# Trecho citado
---
O enigma do poeta

Amplo dicionário lançado no Brasil apresenta reflexão monumental acerca da obra de Fernando Pessoa
Fernando Cabral Martins, autor de “Dicionário de Fernando Pessoa e do modernismo português”
01/12/2010

 

Fernando Pessoa, bem se sabe, cultivou o gosto da persona e do fingimento. Decidido a conceber rosto por detrás de rosto, deixou faces desdobradas em dezenas de heterônimos, multiplicados em milhares de escritos acumulados numa arca. Criou, assim, uma poética dispersa em múltiplas vozes e que expressa o mistério da identidade quando transportada para o plano da literatura.

Dito de outro modo: é um autor que se constitui como um enigma. Razão suficiente, mas não a única, para celebrar a publicação do Dicionário de Fernando Pessoa e do modernismo português, que a Editora Leya lança por aqui, dois anos depois do sucesso obtido em Portugal. A versão brasileira apresenta uma edição revisada quanto a algumas informações e acrescida de um índice geral.
---
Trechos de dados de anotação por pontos

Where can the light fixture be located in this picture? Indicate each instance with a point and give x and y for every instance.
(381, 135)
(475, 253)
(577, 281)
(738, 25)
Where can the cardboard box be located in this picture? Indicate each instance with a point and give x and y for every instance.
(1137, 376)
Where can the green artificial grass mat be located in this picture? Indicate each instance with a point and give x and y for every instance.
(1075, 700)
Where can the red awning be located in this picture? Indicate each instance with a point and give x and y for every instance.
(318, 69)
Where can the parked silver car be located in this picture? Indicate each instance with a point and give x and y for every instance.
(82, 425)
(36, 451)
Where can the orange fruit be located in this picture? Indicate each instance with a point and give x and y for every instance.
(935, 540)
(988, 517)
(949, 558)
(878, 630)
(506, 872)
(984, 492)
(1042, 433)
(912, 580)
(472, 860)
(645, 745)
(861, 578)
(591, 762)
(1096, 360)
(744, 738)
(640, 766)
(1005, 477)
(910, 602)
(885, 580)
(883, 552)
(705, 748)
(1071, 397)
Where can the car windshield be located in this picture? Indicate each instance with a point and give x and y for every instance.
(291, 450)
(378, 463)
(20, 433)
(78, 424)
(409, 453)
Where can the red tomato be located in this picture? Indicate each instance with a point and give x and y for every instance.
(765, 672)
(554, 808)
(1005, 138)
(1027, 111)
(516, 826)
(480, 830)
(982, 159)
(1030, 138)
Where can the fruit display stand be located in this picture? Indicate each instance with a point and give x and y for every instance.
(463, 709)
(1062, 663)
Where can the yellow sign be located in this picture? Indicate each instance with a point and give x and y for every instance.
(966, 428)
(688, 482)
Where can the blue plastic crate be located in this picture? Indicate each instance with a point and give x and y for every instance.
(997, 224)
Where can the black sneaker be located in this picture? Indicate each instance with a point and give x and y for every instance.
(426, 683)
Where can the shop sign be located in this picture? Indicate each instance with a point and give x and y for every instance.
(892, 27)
---
# Questões e tarefas
1. Segundo o trecho sobre Fernando Pessoa, qual editora lança o dicionário no Brasil?
2. No trecho sobre Fernando Pessoa, reescreva de forma mais breve o parágrafo que começa com "Fernando Pessoa, bem se sabe", mantendo seus fatos principais.
3. Copie a parte do trecho sobre Fernando Pessoa que começa nas palavras "Fernando Pessoa, bem" e termina depois de "plano da literatura.", substituindo "heterônimos" por "pseudônimos".

# Respostas escritas
1. A Editora Leya.

2. Fernando Pessoa cultivou a persona e o fingimento. Desdobrou-se em dezenas de heterônimos e deixou milhares de escritos guardados numa arca. Com isso, criou uma poética de múltiplas vozes que exprime, na literatura, o mistério da identidade.

3.
Fernando Pessoa, bem se sabe, cultivou o gosto da persona e do fingimento. Decidido a conceber rosto por detrás de rosto, deixou faces desdobradas em dezenas de pseudônimos, multiplicados em milhares de escritos acumulados numa arca. Criou, assim, uma poética dispersa em múltiplas vozes e que expressa o mistério da identidade quando transportada para o plano da literatura.